ACTIVITY
Find the number of lines below in which the word "pick" appears, and write that number only.

Data entries
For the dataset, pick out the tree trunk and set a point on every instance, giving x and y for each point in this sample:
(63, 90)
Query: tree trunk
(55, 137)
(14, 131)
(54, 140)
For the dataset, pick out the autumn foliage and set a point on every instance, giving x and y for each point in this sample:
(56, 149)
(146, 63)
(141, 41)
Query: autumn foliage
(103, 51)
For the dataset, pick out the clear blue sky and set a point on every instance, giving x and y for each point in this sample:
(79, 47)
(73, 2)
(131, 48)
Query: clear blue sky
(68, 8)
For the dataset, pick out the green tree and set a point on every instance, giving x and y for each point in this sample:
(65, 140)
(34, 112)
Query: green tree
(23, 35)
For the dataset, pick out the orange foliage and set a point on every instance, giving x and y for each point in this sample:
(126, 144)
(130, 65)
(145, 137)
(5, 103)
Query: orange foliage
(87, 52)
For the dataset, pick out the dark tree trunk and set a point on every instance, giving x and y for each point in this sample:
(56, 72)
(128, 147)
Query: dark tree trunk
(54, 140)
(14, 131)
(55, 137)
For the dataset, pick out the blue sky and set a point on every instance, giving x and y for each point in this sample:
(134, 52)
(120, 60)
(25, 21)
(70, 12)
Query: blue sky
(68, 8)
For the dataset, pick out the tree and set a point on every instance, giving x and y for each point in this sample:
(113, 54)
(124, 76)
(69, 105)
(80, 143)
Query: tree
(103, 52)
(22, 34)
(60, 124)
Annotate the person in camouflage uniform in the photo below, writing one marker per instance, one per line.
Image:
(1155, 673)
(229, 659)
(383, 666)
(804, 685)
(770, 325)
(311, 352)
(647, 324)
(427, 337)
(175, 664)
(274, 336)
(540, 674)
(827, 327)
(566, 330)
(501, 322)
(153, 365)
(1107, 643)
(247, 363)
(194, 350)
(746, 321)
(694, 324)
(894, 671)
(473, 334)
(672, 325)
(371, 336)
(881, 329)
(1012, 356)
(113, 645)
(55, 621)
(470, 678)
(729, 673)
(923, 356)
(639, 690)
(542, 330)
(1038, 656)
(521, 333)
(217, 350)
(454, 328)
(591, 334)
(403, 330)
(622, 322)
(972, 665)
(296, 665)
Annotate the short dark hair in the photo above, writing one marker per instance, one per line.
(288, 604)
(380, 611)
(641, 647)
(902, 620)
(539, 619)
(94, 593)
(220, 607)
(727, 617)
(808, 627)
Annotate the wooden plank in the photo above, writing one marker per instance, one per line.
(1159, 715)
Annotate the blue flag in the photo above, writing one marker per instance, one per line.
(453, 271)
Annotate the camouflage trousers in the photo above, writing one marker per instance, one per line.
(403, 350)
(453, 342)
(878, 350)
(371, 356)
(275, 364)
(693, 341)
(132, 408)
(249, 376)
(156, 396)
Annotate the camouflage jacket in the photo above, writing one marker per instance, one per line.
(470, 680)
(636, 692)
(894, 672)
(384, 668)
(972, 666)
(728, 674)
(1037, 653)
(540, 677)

SOLUTION FOR THIS TASK
8